EXERCISE TEXT.
Segment Open

Triage and retry failed workflow executions with Anthropic, Jira and OpenTelemetry

Created by

Last update

Last update 22 days ago

Quick overview

This workflow triggers on n8n execution errors, uses Anthropic (Claude) to classify the failure as transient or logic, and then either retries the failed execution via the n8n API with exponential backoff or creates a Jira issue, while also sending incident telemetry to an OpenTelemetry collector.

How it works

Triggers automatically when an n8n workflow execution errors.
Extracts key telemetry like workflow name, failing node, error message/stack, execution URL, and any detected HTTP status code.
Sends the error context to Anthropic (Claude) to return structured JSON with a category, confidence, and remediation guidance.
Combines the AI diagnostics with telemetry and tracks a per-incident retry counter (up to three attempts) to decide if the failure is eligible for automated retry.
If the error is transient with sufficient confidence and retry budget remains, waits using exponential backoff and calls the n8n API to retry the failed execution, then records the retry outcome.
If the error is not retry-eligible (or the retry budget is exhausted), creates a Jira issue with the diagnostics, execution link, and failure details.
Posts an OpenTelemetry trace span to your collector capturing the error classification and whether a retry was attempted or queued.

Setup

Add an Anthropic credential and select the Claude model to use for classification.
Add a Jira credential, set your Jira project key, and choose a valid issue type for the incident tickets.
Add an n8n API credential and set N8N_API_BASE_URL (or update the default URL) so the workflow can call your n8n instance’s /api/v1/executions/{id}/retry endpoint.
Set OTEL_COLLECTOR_HTTP_ENDPOINT (or update the default URL) to point at an OpenTelemetry collector that accepts traces over HTTP.

Segment Closed

SUPPLIED MATERIAL.
Segment Open

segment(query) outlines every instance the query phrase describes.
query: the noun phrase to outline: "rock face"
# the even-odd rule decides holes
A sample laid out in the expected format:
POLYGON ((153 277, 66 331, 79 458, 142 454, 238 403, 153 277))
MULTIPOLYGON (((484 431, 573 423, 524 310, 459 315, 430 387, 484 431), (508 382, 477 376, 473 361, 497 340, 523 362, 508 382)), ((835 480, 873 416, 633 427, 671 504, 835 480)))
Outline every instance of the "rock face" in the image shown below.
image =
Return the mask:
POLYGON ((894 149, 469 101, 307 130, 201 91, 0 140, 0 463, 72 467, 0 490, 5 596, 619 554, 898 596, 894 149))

Segment Closed

PROBLEMS AND TASKS.
A: In the failed-execution triage workflow description, how many attempts does the per-incident retry counter allow?
B: Extend the failed-execution triage workflow description past its last setup step.

RESULTS FOR EACH TASK.
A: Up to three attempts.

B:
Ensure your n8n instance allows API retries and that the credential has permission to retry executions.

Requirements

Anthropic API credential
n8n API key with execute permissions on a patched instance (2.26.2+)
Jira Cloud credential with create-issue access on your target project
An OTLP-compatible collector endpoint (Grafana, OpenObserve, Honeycomb, or similar)

Customization

Adjust the confidence threshold and MAX_RETRIES value in the Code node to match your risk tolerance for automatic retries
Swap the Jira nodes for a different incident platform if you use PagerDuty or Linear instead
Edit the classification prompt to add categories beyond transient and logic if your error taxonomy needs more granularity
Change the backoff formula in the Calculate Backoff node if 30 seconds to 8 minutes doesn't fit your workloads

Additional info

This workflow does not include a way to monitor its own failures, since n8n only allows one Error Trigger per workflow. For visibility into this orchestrator's own failures, such as the Jira call going down, build a small separate watchdog workflow with its own Error Trigger and point this workflow's Error Workflow setting at it.